Extract every line of the records below that contains the word "metal".

§ DATA LINES

◆ ◆ ◆ ◆ ◆

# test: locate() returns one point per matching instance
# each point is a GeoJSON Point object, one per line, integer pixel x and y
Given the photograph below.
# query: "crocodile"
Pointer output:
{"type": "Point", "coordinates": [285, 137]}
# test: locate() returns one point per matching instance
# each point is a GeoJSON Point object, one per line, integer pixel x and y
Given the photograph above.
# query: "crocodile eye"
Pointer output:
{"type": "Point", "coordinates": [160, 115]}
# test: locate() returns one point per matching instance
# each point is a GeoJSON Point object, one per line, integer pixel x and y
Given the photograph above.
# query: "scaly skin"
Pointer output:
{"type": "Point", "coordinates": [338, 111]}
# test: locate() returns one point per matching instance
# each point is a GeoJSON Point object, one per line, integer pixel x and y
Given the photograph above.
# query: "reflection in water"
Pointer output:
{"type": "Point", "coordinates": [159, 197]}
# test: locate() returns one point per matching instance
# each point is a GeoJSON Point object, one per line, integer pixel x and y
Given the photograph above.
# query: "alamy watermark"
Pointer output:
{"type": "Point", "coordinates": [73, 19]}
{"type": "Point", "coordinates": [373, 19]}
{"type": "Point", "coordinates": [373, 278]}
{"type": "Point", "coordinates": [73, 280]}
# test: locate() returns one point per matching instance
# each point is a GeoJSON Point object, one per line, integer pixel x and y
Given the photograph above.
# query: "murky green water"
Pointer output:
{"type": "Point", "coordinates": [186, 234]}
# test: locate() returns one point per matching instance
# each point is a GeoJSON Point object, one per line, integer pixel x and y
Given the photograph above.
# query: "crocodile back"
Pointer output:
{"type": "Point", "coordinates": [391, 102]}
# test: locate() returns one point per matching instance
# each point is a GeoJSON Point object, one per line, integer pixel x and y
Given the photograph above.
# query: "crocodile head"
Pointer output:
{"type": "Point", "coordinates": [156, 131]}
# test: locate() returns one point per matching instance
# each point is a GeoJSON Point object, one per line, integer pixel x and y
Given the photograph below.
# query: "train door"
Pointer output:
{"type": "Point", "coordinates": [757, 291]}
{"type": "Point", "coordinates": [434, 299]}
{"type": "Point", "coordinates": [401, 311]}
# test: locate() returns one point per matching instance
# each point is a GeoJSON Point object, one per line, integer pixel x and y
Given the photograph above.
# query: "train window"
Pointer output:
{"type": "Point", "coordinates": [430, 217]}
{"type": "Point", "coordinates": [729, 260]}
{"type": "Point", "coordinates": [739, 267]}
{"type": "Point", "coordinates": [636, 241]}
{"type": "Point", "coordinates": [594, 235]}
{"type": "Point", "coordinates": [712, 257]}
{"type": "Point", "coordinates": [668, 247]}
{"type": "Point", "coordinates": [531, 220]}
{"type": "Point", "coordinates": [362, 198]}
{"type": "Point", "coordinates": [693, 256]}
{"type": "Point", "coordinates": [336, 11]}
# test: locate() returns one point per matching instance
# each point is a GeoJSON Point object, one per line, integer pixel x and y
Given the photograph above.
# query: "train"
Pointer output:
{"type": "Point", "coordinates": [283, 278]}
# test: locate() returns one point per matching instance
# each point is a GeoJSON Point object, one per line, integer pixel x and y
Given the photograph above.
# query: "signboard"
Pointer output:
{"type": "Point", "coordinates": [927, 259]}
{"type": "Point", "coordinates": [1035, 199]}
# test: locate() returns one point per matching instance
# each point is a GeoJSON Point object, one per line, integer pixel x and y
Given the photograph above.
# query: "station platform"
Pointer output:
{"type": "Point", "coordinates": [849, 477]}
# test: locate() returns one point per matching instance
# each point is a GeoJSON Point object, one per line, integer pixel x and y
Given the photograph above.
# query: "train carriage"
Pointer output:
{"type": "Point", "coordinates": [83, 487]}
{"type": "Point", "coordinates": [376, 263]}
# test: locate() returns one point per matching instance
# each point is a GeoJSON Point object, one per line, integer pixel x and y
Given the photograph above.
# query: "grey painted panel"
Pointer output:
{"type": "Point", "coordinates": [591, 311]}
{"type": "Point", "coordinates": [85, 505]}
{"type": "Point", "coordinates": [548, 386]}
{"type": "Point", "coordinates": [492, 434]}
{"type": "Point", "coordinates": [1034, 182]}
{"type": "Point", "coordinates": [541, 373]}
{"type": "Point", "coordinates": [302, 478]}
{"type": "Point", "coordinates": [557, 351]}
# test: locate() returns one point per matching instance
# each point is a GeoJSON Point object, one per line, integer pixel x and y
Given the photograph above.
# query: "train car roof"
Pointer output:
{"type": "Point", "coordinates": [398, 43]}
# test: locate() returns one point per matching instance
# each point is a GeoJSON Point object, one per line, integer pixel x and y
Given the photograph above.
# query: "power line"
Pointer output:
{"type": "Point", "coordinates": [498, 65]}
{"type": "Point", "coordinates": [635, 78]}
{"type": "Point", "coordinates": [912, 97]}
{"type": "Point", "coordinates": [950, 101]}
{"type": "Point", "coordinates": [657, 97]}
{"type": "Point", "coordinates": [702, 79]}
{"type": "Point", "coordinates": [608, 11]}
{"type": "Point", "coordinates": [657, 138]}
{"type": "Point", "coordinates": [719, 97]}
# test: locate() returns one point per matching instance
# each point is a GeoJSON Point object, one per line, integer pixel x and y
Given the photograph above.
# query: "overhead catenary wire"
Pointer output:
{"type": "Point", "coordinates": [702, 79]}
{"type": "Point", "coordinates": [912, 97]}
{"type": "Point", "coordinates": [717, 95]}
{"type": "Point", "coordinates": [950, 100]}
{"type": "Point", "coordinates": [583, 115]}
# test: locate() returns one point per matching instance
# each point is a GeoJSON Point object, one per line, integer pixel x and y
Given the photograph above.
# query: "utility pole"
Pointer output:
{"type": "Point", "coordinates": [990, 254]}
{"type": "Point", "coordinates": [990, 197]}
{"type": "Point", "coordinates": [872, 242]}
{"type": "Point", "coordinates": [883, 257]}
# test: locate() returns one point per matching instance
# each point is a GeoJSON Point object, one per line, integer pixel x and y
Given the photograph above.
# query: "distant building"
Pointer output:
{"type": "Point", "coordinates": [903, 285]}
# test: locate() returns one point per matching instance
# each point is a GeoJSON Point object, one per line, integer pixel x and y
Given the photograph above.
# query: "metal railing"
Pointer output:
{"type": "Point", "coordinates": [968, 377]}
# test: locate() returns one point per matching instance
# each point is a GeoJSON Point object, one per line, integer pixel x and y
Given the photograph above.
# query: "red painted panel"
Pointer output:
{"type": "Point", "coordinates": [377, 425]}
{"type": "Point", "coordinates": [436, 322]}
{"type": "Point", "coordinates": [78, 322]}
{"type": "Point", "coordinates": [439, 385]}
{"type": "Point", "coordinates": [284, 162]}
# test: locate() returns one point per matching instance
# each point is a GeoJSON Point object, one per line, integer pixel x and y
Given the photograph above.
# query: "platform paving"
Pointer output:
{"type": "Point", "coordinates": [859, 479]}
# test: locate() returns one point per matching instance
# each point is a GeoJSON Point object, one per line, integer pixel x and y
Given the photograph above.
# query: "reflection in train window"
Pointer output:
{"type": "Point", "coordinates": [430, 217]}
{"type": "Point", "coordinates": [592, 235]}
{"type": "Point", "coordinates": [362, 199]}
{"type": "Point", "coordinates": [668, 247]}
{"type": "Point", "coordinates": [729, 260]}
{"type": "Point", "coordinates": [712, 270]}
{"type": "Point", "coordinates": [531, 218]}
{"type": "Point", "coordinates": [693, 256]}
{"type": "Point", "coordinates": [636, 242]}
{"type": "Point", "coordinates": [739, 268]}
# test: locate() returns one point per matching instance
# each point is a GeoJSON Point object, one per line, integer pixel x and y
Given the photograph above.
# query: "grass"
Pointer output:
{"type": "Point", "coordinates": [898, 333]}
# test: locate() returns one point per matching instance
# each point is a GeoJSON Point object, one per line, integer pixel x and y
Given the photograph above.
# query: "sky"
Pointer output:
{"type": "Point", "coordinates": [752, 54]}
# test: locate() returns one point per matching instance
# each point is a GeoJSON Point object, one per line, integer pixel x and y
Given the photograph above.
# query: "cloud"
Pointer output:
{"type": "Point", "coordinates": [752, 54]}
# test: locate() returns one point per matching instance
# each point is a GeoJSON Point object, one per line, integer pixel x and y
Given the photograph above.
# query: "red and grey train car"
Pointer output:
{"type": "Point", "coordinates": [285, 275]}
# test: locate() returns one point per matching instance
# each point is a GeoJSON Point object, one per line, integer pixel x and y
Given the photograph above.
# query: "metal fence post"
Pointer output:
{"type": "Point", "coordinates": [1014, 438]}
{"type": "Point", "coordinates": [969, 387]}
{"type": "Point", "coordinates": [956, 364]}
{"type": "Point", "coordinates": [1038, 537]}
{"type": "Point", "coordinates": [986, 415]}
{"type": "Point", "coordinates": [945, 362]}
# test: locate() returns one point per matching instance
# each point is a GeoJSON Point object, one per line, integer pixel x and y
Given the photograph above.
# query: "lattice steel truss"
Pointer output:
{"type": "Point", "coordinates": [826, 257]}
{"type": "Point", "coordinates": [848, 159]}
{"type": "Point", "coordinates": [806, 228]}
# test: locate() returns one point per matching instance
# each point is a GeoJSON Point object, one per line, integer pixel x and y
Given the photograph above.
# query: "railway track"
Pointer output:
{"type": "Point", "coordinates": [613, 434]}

◆ ◆ ◆ ◆ ◆

§ EXERCISE RESULT
# query: "metal railing"
# query: "metal fence post"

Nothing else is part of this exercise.